◆ What you should do ◆
Find the line that contains "Can you find the green". Repeat that line and all lines following it, exactly, through the end of the listing below.

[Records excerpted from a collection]
____

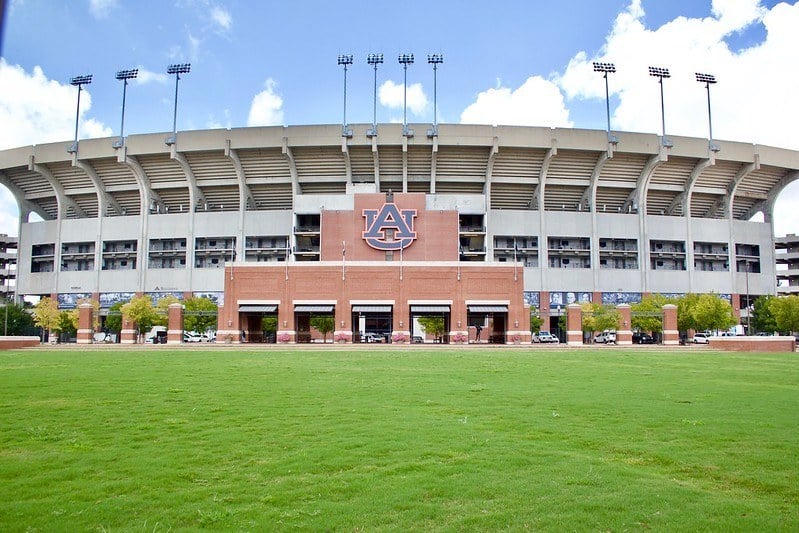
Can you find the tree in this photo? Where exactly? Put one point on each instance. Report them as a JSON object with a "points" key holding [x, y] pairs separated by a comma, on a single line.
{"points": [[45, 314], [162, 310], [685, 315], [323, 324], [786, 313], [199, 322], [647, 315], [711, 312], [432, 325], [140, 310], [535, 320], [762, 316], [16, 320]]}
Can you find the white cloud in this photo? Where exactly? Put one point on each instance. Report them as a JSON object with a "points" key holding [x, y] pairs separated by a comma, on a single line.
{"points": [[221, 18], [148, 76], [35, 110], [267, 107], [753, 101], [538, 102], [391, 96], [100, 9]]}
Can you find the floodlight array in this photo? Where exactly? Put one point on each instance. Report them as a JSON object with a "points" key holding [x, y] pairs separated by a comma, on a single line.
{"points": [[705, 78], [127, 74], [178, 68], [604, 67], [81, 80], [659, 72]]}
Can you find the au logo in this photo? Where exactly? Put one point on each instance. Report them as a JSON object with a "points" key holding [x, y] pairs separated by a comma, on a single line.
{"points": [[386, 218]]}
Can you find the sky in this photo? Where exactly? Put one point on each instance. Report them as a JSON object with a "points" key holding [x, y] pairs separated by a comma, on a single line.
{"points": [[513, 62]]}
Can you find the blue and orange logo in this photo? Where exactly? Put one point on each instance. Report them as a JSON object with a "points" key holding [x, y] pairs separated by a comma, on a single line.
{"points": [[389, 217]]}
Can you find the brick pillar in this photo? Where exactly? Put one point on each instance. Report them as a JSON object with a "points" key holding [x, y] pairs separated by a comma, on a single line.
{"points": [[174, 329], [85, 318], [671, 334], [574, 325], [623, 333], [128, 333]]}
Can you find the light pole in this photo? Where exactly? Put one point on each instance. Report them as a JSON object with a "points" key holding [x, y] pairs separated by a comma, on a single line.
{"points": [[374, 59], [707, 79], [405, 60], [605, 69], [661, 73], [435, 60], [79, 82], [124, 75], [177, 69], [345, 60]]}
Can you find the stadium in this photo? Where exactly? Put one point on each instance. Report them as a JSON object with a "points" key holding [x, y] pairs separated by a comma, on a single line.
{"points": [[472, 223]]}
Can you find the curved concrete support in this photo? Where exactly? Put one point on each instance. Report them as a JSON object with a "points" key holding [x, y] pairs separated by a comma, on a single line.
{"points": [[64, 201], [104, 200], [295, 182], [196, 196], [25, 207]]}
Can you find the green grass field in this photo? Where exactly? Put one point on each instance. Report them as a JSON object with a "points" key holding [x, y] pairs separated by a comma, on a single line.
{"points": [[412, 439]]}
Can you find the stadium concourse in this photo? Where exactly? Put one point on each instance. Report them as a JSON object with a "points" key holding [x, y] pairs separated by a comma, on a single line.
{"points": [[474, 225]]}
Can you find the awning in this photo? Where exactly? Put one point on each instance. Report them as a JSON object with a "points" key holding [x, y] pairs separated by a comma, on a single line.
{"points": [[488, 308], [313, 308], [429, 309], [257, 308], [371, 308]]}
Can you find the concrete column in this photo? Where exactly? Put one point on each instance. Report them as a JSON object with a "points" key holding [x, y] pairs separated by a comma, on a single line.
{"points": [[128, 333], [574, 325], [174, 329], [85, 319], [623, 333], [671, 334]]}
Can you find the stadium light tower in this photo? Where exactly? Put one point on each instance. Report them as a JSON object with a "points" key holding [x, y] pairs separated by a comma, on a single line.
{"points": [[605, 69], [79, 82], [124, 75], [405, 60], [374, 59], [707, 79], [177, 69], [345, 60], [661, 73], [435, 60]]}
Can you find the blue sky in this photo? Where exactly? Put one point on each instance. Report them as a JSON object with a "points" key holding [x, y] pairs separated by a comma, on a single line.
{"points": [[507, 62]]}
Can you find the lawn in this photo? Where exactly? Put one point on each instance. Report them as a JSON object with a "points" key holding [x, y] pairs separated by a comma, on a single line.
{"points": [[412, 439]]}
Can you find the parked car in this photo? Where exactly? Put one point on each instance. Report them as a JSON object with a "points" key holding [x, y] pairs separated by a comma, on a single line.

____

◆ Answer for this exercise ◆
Can you find the green grass field in this photo? Where exactly? Put one point on each instance. Report them as a JSON object with a "points" key holding [x, y] pairs separated by a comma, on a single line.
{"points": [[412, 439]]}
Can you find the stadium concourse in this photo? Where exactly? Put one point on each instance. Report them as a JSON object with a "points" key holding [x, y] pairs separated by a comma, on a single line.
{"points": [[474, 225]]}
Can you find the awning in this photo? Where exactly? Put one point on each instance. Report them as a JSON object with a "points" key holding [x, y] pairs separated by a comma, on a single line.
{"points": [[488, 308], [313, 308], [429, 309], [257, 308], [371, 308]]}
Can you find the concrete column in this photo? Where exactly? Put one point on each instance. Report them as a JSON object with a "points" key holding [x, y] pairs separated by a comma, on a single line.
{"points": [[128, 333], [574, 325], [174, 329], [85, 319], [623, 333], [671, 334]]}
Can you find the stadium light tower in this photo? Where exactly? Put one point on each instance. Report them as a JSON object with a "points" key holding [x, y] pairs separated by a comma, on a single line.
{"points": [[605, 69], [79, 82], [124, 75], [405, 60], [374, 59], [707, 79], [177, 69], [345, 60], [661, 73], [435, 60]]}
Can you find the blue sky in this photo? Where exactly? Put one point on each instance. Report them as a JSON object with a "points" key holding [x, y] pairs separated by a comma, on a single line.
{"points": [[507, 62]]}
Can you find the lawn in this photo? Where exactly? Put one point on each instance. Report them as a JSON object with a "points" key holding [x, y] pairs separated by a comma, on a single line.
{"points": [[412, 439]]}
Can you find the parked car in this photo? Where exactly? Put one point on each instance. Report them as a JSON object with a "points" key holding [x, y] pairs separated by a comma, on a single line.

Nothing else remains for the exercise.